__QUOTED PASSAGE__.
####################

# B13 "Engine" warning light...problem?



## Russellc (Jun 20, 2002)

My '94 sentra LE ( 1.6l ) engine light came on the other day for just a few seconds while I was on the highway. Just long enough for me to notice it, freak out alittle, then it was gone. literally just a few seconds. I did a search on this, but the only thing I find is when it is on and staying on. Oil levels, cooling levels all normal, and the car seemed to run fine, no missing or acting up, just at 65 mph with the cruise on and the dam thing just came on then turned off! What the hell does this light monitor on a B13 anyway?
The few posts I found on the topic were different models than mine and seemed more about how to turn the thing off than why it turned on. Anyone care to hazzard a guess what would cause this light to come on momentarily?
The car has a few idiot lights like this, elec, batt, brake, and I think oil. So I assume it isn't one of the functions this light monitors. This car is a daily driver I depend on and I'm wondering if it is going to strand me!

All Help Much Appreciated,

Russellc


----------



## jingjing (Apr 29, 2002)

check the codes from the ecu


----------



## Russellc (Jun 20, 2002)

jingjing said:


> check the codes from the ecu


Should the dealer do this, or some place like autozone able to do this?

I've never fooled with the computer before, is this something I need a tool of some sort , or is it even possible to do your self?

thanks, Russellc


----------



## Russellc (Jun 20, 2002)

jingjing said:


> check the codes from the ecu


Looking around this forum, I have found some tallking about checking their own codes. Is there a site with the info on my particular ecu, do I need a owner's 
manual on it ?

thanks,
russellc


----------



## Aequitas (May 29, 2004)

Russellc said:


> Looking around this forum, I have found some tallking about checking their own codes. Is there a site with the info on my particular ecu, do I need a owner's
> manual on it ?
> 
> thanks,
> russellc


mine comes on all the time now, and i dont even bother to check. Always says something to do with the EGR. Hey my car passed smog, i dont care


----------



## Russellc (Jun 20, 2002)

Aequitas said:


> mine comes on all the time now, and i dont even bother to check. Always says something to do with the EGR. Hey my car passed smog, i dont care


Kind of what I thought. Car runs fine. only came on for a few seconds. I found a list of codes on another site, looks like the worst of them is when the computer itself shoots craps... Thanks for the input.

Russellc


----------



## NismoSentra13 (Mar 3, 2004)

Russellc said:


> Should the dealer do this, or some place like autozone able to do this?

####################

__GIVEN INFORMATION__.
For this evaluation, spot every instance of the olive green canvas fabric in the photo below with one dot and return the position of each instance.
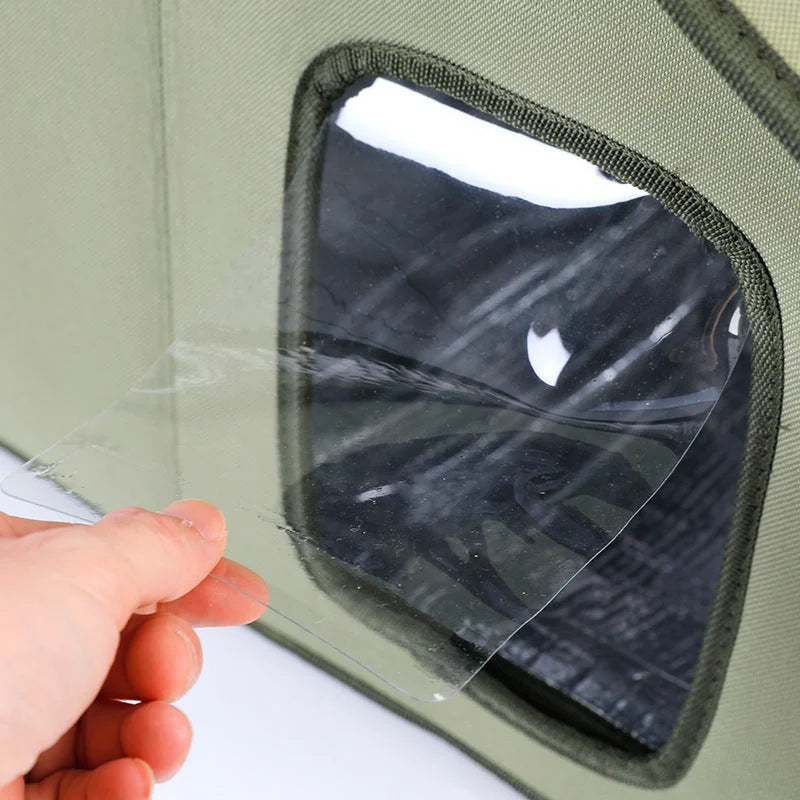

####################

__WHAT TO WORK ON__. In the forum thread on the B13 engine warning light, how fast was Russellc driving when the light came on?

__OUTPUT OF THE EXERCISE__. 65 mph, with the cruise control on.